# More "Close Up" than "Macro" but wanting to learn



## Azurite180 (May 19, 2013)

These pics were taken with a Canon Power Shot A3100, no photo editing except cropping.  I'm currently shopping for a DSLR (Canon t3i or Pentax K-30?) and would love to know which lens would give me better macro capabilities.  100mm?  a macro zoom? range? Camera and/or lens opinions welcome.

View attachment 45346 
    View attachment 45352


----------



## Overread (May 19, 2013)

On the subject of macro lenses and DSLRs here are some thoughts:

1) True macro lenses - true macro is considered (photographically speaking) to be when the image reflected on the sensor by the lens is the same size as the subject is in real life. This is called the 1:1 magnification ratio. All true macro lenses will achieve this magnification - this is limited to typically prime lenses (those of a single focal length) whereas most if not all zooms which have "macro" in the title use it more as a marketing term to mean that it has close focusing capabilities (which means it can, often at best, get only to 0.5:1 or half life size which is about where you are now). 

2) Focal length does not affect magnification. 1:1 on a 50mm macro lens is the same as 1:1 on a 200mm macro lens. So no matter what prime you get you'll capture the same frame. What will change though (and you'll see this more when comparing extremes of focal length like those stated before) is the degree of background blurring - where longer focal length lenses will render the background much more blurry over shorter focal length macro lenses. 
The other factor that will change is that a longer focal length macro lens will give you a longer minimum focusing distance - which equates to a longer working distance*

3) Depth of field between lenses of different focal lengths remains the same; however the effect mentioned above with regard to the background blurring, can mean that (for some shots) a shorter focal length macro can "appear" to have a greater amount of depth of field in a shot because the background areas are not falling into blur as sharply. 

4) Typically speaking 90mm (Tamron 90mm f2.8 macro) is the shortest focal length recommended for starting with macro photography if you want to shoot insects. You can use shorter lenses, but I would not use shorter than 60mm because of the reduction in working distance (50mm are probably just ok - anything shorter like a 40mm or 35mm are just not practical at all). 
Going longer is, of course, an option. 

5) The image quality in true macro lenses is very good, from own brand to 3rd party they are all great performers. This features (eg focal length, IS/OS), focal length, price and such are all far more important than the branding. So Sigma, Tamron, Tokina, Pentax, Canon - all are great macro lenses (Canon own brand tend to have the edge and provide the faster AF speeds - I would assume similar for Pentax own brand but can't confirm as I don't know their range that well). 


*
Working distance = distance from the front of the lens to the subject
Minimum focusing distance = distance from the sensor/film (inside the camera) to the subject (on most DSLRs the position of the sensor/film is shown on the outside of the body with a o with a line through it).

As you can see the difference between the two for most common use isn't that much - until you get to macro where the difference is important


----------



## Azurite180 (May 19, 2013)

Thank you for the comprehensive response.   I think I'll probably go with the Canon, simply because I can adapt other brand lenses to work on it with the proper adaptor - including my old film Pentax lenses.

- _Source material_
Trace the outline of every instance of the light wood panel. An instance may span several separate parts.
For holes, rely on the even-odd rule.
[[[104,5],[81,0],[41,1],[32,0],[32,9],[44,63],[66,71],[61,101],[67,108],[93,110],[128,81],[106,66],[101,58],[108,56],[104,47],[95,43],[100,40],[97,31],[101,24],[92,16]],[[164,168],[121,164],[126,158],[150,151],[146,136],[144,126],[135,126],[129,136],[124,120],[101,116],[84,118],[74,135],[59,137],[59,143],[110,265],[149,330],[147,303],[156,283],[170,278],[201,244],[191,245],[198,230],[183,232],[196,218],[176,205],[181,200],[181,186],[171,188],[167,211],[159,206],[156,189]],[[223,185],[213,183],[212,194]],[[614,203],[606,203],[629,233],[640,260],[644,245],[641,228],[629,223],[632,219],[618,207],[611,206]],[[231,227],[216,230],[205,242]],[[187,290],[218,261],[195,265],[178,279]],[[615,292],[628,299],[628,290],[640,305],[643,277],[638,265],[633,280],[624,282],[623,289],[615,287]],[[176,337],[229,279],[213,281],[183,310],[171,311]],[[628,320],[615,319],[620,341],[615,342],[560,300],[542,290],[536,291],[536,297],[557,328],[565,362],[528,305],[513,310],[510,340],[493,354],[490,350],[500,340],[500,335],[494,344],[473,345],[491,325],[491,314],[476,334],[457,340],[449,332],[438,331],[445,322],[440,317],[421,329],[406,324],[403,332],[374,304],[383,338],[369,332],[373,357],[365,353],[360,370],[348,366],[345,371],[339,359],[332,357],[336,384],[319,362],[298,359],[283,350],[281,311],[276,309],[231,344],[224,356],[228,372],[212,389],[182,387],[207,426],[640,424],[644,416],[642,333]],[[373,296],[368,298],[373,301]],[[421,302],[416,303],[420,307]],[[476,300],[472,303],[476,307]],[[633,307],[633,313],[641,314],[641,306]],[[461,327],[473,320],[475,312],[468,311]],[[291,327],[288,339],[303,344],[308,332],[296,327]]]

- _What is asked_
In the forum thread about macro lenses, what magnification ratio marks true macro? This material has nothing to do with the forum thread about macro lenses.

- _The output_
1:1, meaning the image the lens casts on the sensor is the same size as the subject in real life.